What you need to do:
1. Please reproduce the stretch of the parinfer chat log from "to be honest, I" through "the chrome profiler?".
2. In the parinfer chat log, what change made the code consistently faster across chrisoakman's repeated runs?
[START Passage given]
I see what you’re saying, so do a separate auto-indent operation after parinfer moves it to one-space indentation

shaunlebron05:02:34

@snoe, seems like we need either indent-selected-lines option instead of a single line

snoe05:02:56

right, I'm not sure if there's a real difference between forms and lines

shaunlebron05:02:58

or some way to specify the lines of an sexp

snoe05:02:13

Maybe : 1) go to next line -> 2) find first char -> 3) keep going down until you find a char before step 2

chrisoakman05:02:10

gah - I am super-happy about that find

chrisoakman05:02:33

I had a gut feel it was a JS thing

chrisoakman05:02:46

parinfer.py and then parinfer-jvm showed that the algorithm should be returning similar result times for both functions

chrisoakman05:02:53

something was clearly happening in the JS version

chrisoakman05:02:27

I'm not sure we're going to get faster than that; I was playing with replacing the if/else with dispatch and such

chrisoakman05:02:39

but doing object key lookup in JS isn't free; in most cases it was hurting perf

shaunlebron05:02:44

@chrisoakman: cool, I wish we had something Criterium for node

chrisoakman05:02:44

it's v8 optimizations

chrisoakman05:02:51

that's what this boils down to

shaunlebron05:02:03

i can’t figure out why the last two tests are any faster than the previous

chrisoakman05:02:09

I considered changing the perf.js to run multiple iterations and then show the average, etc

chrisoakman05:02:31

I only included one result on that PR, but ran it several times on my machine

shaunlebron05:02:45

it might be saving some data from the first test

chrisoakman05:02:47

and it was consistently faster when Object.preventExtension was removed

shaunlebron05:02:47

some caching I mean

chrisoakman05:02:09

to be honest, I "discovered" that earlier today on a Windows machine running an older version of node

snoe05:02:10

Have you guys run parinfer.js through the the chrome profiler?
[END Passage given]
[START Data records]
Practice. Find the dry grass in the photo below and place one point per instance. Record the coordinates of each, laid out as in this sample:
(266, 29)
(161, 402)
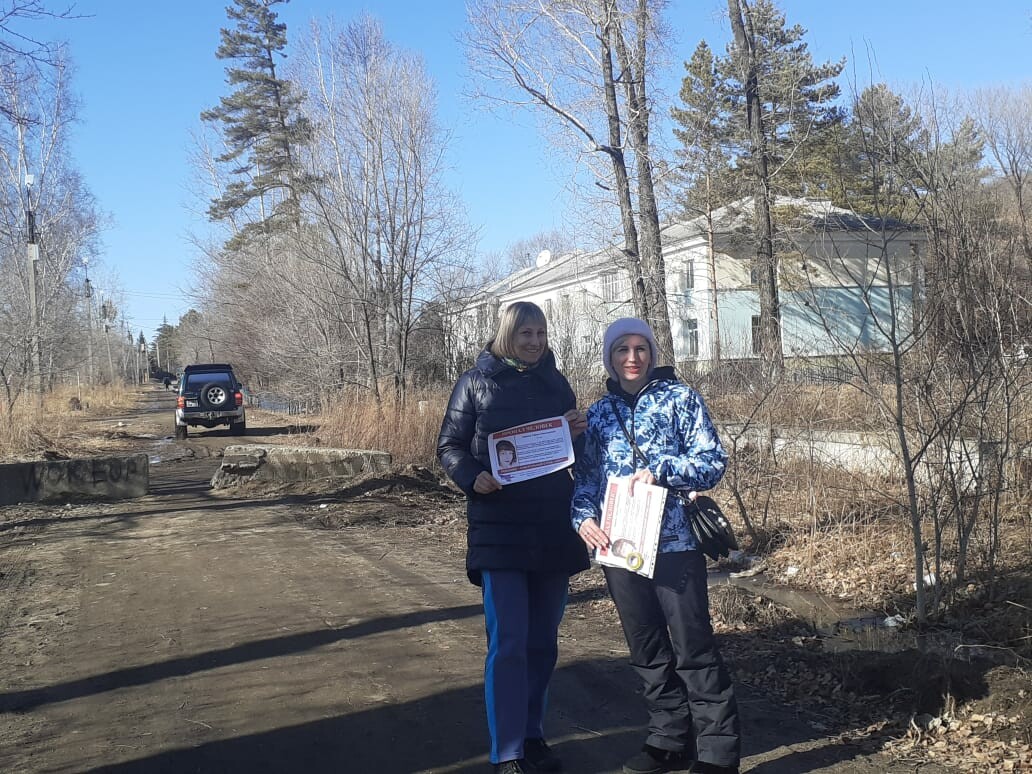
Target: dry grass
(409, 432)
(55, 426)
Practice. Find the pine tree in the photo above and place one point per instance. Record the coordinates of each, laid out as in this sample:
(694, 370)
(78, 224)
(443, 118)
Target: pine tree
(774, 102)
(260, 125)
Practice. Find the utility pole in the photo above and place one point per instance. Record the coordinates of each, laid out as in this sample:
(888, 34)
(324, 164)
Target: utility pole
(89, 331)
(107, 315)
(33, 256)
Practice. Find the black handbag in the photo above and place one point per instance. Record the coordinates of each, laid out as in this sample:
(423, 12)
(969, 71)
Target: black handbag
(710, 527)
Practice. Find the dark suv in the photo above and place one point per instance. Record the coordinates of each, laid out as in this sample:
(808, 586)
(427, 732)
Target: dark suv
(210, 395)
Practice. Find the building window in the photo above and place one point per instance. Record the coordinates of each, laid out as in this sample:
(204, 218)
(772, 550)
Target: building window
(689, 328)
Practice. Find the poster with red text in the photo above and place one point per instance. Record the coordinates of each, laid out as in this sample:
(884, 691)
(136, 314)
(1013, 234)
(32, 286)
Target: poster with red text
(531, 450)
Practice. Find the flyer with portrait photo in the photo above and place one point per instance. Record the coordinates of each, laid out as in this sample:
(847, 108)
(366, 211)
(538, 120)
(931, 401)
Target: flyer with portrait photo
(531, 450)
(633, 523)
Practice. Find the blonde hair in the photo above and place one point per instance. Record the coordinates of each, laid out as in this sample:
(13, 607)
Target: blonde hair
(513, 318)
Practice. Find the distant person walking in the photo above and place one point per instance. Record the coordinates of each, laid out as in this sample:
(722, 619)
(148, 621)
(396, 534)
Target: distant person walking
(520, 547)
(655, 429)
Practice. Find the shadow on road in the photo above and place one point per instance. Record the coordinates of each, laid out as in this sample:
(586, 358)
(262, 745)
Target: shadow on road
(21, 701)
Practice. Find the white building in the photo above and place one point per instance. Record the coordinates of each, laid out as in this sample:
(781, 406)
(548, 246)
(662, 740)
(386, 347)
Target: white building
(842, 279)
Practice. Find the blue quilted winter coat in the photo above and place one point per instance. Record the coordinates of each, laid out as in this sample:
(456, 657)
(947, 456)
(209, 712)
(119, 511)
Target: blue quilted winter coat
(670, 423)
(526, 525)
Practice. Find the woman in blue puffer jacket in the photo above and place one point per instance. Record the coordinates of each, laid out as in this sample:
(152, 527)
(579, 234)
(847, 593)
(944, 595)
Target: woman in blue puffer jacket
(521, 549)
(687, 689)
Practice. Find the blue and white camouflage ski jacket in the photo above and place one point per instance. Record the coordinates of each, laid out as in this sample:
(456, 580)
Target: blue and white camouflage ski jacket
(670, 423)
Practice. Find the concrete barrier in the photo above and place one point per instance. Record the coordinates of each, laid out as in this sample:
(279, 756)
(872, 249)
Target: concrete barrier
(284, 464)
(91, 478)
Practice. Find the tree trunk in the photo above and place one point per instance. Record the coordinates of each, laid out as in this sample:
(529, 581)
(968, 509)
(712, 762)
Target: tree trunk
(644, 256)
(766, 264)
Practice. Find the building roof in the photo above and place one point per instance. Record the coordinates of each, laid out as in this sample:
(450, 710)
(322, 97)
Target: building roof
(732, 219)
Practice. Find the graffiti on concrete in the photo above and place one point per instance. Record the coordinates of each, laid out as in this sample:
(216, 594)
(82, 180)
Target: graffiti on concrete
(103, 477)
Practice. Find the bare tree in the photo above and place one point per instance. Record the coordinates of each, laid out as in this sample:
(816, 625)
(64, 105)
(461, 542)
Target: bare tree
(1004, 118)
(588, 64)
(385, 226)
(56, 214)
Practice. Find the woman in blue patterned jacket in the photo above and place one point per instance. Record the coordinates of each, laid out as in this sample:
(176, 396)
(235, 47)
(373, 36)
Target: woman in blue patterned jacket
(687, 689)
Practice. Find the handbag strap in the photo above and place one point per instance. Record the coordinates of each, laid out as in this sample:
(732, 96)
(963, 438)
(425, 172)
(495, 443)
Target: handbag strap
(634, 445)
(641, 456)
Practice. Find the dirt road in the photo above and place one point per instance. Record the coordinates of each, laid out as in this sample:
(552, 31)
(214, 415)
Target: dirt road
(190, 633)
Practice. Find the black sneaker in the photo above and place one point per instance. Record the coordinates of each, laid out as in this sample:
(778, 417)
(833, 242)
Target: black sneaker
(701, 767)
(540, 755)
(653, 761)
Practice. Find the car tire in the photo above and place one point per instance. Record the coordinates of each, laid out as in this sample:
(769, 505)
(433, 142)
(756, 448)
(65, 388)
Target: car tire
(215, 395)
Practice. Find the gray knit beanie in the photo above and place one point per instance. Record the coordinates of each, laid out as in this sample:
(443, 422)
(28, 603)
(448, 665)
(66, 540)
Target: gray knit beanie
(626, 326)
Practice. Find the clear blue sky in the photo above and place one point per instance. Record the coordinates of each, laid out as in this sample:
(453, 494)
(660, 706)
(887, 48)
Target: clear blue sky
(146, 70)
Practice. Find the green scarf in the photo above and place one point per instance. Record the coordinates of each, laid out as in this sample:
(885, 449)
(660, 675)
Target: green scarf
(520, 365)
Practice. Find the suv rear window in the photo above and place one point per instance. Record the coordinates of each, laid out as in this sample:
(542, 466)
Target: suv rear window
(196, 381)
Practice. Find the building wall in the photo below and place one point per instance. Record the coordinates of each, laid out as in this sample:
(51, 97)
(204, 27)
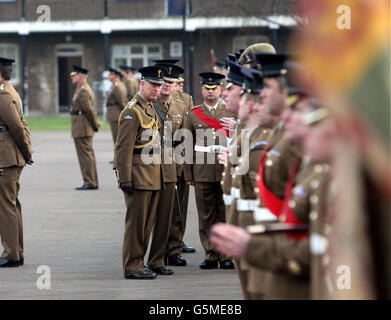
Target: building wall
(42, 61)
(123, 9)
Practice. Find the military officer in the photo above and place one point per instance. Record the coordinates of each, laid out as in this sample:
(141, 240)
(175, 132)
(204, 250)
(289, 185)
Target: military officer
(222, 67)
(137, 163)
(248, 56)
(129, 81)
(178, 226)
(171, 113)
(252, 116)
(285, 255)
(231, 96)
(15, 146)
(84, 123)
(116, 101)
(205, 174)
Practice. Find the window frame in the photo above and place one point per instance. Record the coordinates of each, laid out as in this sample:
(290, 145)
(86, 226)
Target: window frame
(249, 39)
(129, 56)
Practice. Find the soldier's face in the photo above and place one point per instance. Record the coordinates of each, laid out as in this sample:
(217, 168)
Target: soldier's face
(232, 98)
(273, 96)
(75, 78)
(167, 88)
(245, 107)
(262, 114)
(211, 95)
(295, 129)
(320, 140)
(150, 91)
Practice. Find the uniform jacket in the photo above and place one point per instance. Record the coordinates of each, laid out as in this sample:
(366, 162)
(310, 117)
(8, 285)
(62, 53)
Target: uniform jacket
(116, 101)
(175, 116)
(85, 124)
(232, 161)
(258, 140)
(134, 86)
(15, 142)
(187, 101)
(137, 117)
(185, 98)
(205, 172)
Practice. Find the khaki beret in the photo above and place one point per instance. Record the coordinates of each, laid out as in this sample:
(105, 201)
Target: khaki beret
(248, 55)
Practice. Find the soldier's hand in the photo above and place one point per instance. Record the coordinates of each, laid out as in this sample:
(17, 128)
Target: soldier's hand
(228, 123)
(127, 187)
(223, 156)
(230, 240)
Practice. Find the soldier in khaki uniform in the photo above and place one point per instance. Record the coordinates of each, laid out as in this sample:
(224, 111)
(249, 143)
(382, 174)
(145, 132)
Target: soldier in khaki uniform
(15, 152)
(85, 123)
(205, 172)
(282, 248)
(129, 81)
(171, 113)
(252, 116)
(116, 101)
(139, 173)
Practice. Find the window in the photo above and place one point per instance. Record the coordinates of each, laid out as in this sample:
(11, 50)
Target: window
(243, 42)
(10, 51)
(175, 7)
(176, 49)
(136, 55)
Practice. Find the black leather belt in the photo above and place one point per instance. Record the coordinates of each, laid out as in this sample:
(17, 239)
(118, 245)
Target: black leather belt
(76, 112)
(151, 151)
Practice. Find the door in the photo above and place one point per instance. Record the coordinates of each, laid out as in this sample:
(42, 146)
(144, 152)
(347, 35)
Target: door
(65, 86)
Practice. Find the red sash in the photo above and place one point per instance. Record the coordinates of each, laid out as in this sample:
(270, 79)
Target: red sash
(211, 122)
(287, 214)
(270, 201)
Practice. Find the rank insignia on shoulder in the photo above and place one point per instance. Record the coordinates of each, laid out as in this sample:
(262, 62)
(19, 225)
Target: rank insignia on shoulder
(258, 144)
(300, 191)
(275, 152)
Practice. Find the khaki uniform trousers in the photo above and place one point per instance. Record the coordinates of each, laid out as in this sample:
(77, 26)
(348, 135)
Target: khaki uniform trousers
(178, 225)
(254, 285)
(140, 216)
(11, 224)
(211, 210)
(114, 130)
(162, 226)
(86, 156)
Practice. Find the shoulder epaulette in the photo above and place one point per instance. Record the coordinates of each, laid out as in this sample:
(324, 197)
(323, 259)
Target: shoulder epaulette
(257, 144)
(195, 107)
(131, 103)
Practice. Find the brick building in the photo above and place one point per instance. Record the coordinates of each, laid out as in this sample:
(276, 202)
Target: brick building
(47, 39)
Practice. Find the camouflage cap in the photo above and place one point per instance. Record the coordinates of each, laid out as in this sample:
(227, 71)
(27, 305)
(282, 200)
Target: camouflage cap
(248, 55)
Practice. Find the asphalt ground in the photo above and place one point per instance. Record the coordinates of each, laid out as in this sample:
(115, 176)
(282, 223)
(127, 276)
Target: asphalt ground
(75, 237)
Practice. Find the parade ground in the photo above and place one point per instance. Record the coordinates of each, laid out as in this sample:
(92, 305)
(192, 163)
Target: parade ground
(73, 239)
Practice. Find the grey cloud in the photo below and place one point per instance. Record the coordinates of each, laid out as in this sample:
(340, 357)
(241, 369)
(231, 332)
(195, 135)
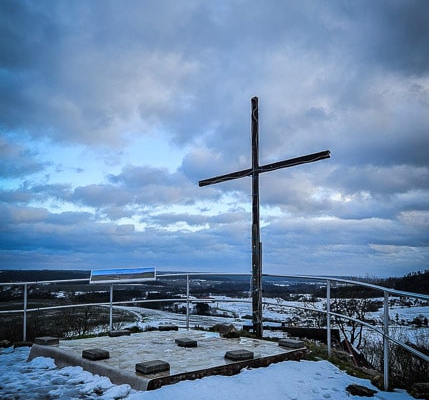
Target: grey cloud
(16, 160)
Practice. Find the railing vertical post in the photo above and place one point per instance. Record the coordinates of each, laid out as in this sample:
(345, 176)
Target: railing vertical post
(111, 308)
(24, 328)
(386, 341)
(328, 316)
(187, 302)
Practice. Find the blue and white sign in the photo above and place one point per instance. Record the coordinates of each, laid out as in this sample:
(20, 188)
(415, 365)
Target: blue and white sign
(123, 275)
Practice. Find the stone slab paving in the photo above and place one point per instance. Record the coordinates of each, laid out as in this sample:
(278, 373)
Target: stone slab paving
(125, 352)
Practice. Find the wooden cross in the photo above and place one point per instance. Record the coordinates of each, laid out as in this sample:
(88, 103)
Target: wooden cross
(256, 243)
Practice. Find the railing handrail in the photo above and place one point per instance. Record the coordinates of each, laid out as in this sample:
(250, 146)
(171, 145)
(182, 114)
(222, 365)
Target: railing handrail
(291, 276)
(323, 279)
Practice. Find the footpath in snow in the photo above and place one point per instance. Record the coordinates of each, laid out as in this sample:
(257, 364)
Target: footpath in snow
(290, 380)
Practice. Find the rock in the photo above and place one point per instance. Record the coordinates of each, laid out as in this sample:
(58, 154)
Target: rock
(230, 332)
(186, 342)
(358, 390)
(292, 343)
(47, 341)
(95, 354)
(239, 355)
(5, 343)
(152, 367)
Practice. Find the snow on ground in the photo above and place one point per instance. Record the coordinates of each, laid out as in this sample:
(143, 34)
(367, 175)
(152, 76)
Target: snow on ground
(289, 380)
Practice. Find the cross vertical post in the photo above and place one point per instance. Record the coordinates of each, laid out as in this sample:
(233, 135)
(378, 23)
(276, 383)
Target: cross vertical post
(254, 172)
(256, 236)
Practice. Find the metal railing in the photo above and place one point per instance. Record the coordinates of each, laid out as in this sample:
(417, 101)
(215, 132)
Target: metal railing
(384, 332)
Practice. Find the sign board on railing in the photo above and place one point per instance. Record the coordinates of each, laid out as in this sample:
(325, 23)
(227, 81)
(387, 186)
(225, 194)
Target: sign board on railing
(122, 275)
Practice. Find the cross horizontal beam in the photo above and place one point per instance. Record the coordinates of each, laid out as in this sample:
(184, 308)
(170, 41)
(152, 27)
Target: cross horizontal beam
(268, 167)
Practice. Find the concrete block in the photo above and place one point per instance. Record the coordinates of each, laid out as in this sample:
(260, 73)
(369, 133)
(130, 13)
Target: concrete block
(292, 343)
(186, 342)
(119, 333)
(239, 355)
(47, 341)
(95, 354)
(152, 367)
(167, 327)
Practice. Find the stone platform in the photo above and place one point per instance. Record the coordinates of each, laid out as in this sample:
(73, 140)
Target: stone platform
(125, 352)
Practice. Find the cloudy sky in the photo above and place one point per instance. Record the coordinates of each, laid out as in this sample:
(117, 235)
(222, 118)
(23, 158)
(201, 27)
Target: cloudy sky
(112, 111)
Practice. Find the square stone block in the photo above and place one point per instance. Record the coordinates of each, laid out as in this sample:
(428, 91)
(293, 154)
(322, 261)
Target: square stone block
(292, 343)
(152, 367)
(119, 333)
(47, 341)
(239, 355)
(95, 354)
(186, 342)
(167, 327)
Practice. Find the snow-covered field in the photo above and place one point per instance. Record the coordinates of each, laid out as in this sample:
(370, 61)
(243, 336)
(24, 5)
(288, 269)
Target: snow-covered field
(305, 380)
(289, 380)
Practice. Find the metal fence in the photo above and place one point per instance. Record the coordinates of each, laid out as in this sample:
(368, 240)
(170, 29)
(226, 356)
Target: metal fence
(328, 281)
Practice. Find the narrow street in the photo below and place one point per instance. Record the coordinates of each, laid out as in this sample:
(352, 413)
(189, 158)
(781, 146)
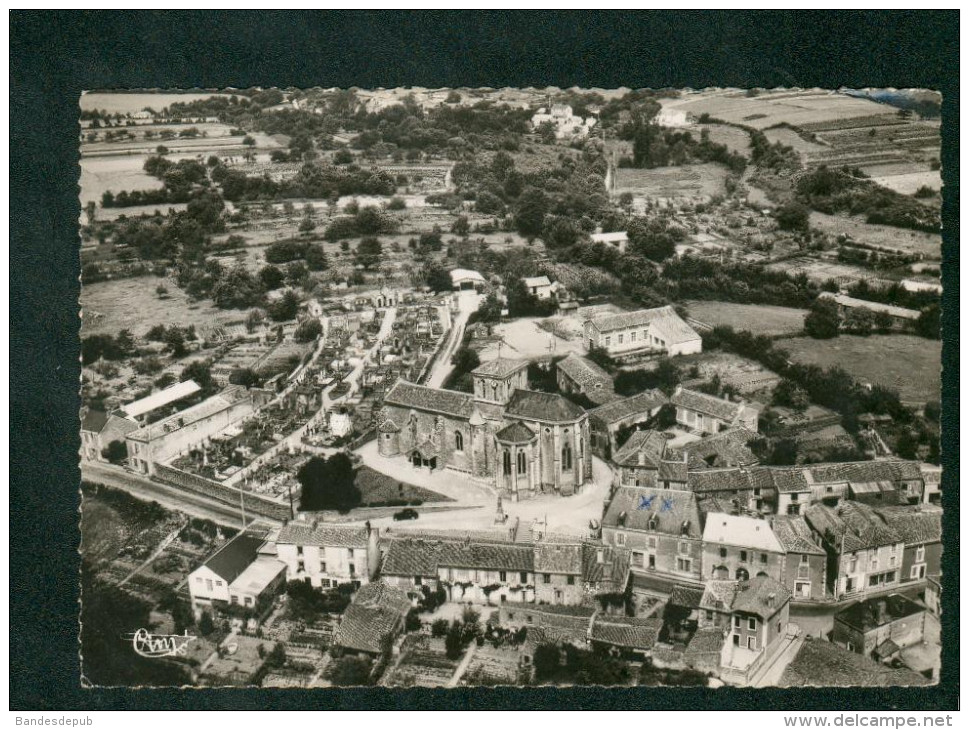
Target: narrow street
(167, 496)
(468, 302)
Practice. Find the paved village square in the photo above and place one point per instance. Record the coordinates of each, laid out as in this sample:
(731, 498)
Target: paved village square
(478, 387)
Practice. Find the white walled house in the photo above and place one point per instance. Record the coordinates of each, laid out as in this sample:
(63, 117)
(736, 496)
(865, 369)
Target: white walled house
(159, 441)
(708, 414)
(538, 286)
(209, 584)
(326, 555)
(644, 331)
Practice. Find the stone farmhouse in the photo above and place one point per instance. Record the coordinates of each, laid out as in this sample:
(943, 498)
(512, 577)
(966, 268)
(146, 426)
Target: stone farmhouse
(710, 415)
(645, 332)
(524, 442)
(327, 555)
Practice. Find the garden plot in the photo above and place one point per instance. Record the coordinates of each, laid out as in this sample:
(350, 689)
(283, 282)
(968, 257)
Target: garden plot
(905, 363)
(692, 182)
(745, 375)
(423, 663)
(891, 238)
(110, 306)
(761, 319)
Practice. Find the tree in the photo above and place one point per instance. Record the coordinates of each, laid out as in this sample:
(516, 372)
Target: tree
(788, 393)
(437, 278)
(175, 340)
(285, 307)
(793, 216)
(465, 360)
(308, 330)
(547, 661)
(254, 318)
(454, 641)
(307, 225)
(461, 227)
(328, 484)
(823, 321)
(205, 624)
(115, 452)
(369, 252)
(531, 211)
(246, 377)
(350, 671)
(271, 277)
(316, 259)
(929, 322)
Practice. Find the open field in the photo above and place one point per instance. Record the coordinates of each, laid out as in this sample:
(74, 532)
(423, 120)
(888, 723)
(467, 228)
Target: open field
(115, 173)
(906, 363)
(761, 319)
(792, 139)
(889, 237)
(686, 181)
(768, 108)
(109, 306)
(131, 103)
(736, 140)
(908, 183)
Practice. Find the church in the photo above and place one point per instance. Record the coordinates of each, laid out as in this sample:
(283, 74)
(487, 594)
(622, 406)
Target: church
(525, 442)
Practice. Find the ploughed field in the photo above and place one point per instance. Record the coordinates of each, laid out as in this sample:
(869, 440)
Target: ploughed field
(906, 363)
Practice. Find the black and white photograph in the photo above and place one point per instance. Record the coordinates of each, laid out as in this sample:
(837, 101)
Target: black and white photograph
(477, 387)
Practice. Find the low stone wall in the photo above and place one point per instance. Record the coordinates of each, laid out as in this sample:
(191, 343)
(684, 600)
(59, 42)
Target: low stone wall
(254, 503)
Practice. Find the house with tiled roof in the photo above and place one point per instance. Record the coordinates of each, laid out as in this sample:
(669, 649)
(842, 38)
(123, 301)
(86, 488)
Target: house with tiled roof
(577, 374)
(805, 563)
(920, 526)
(526, 442)
(759, 616)
(99, 429)
(645, 461)
(661, 529)
(631, 636)
(880, 627)
(606, 420)
(539, 287)
(373, 620)
(240, 573)
(741, 547)
(708, 414)
(326, 555)
(642, 332)
(865, 553)
(159, 441)
(566, 571)
(730, 448)
(821, 663)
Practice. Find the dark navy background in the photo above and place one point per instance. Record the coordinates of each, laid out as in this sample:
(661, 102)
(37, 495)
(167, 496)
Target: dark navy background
(54, 55)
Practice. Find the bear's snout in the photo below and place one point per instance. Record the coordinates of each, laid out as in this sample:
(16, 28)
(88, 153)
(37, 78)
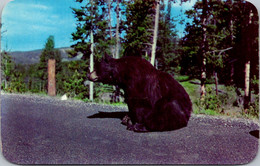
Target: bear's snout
(93, 76)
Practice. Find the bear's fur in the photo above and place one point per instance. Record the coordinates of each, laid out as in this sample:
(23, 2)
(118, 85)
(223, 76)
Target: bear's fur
(156, 101)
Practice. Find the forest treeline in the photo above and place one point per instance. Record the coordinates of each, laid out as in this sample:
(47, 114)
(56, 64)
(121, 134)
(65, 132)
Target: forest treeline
(219, 45)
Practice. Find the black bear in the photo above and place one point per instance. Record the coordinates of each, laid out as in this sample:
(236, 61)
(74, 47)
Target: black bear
(156, 101)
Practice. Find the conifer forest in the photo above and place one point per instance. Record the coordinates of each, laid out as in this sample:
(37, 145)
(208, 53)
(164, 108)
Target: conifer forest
(215, 58)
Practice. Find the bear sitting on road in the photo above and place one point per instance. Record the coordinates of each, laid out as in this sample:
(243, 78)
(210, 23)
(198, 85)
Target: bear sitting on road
(156, 101)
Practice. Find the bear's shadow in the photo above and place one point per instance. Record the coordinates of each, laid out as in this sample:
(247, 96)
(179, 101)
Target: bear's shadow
(118, 115)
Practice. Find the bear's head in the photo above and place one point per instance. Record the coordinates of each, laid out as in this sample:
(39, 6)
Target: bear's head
(104, 71)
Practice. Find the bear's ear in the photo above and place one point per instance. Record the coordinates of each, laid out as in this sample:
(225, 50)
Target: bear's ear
(107, 58)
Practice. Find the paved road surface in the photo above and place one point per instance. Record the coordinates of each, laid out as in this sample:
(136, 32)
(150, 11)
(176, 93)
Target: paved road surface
(42, 130)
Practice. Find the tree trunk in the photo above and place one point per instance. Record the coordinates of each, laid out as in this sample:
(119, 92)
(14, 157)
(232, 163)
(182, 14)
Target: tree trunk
(91, 85)
(216, 81)
(117, 29)
(155, 33)
(247, 64)
(203, 51)
(51, 77)
(110, 26)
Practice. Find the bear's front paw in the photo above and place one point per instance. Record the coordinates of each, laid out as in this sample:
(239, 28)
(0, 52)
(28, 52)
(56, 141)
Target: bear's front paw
(137, 128)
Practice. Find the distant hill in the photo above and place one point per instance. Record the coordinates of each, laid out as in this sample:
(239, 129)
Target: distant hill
(32, 57)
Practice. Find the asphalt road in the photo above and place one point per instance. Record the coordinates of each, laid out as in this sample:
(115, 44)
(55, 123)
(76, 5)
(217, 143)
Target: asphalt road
(42, 130)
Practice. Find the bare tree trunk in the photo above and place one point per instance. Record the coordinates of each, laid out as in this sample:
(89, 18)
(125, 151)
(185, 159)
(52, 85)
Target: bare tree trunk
(110, 26)
(216, 81)
(51, 77)
(91, 85)
(117, 30)
(247, 65)
(155, 33)
(203, 52)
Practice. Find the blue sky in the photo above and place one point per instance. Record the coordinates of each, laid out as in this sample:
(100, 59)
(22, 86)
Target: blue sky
(28, 23)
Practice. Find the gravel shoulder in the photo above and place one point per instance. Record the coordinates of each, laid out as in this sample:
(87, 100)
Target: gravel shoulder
(45, 130)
[END Data records]
Answers to the exercises:
1.
to be honest, I "discovered" that earlier today on a Windows machine running an older version of node

snoe05:02:10

Have you guys run parinfer.js through the the chrome profiler?

2. Removing Object.preventExtension.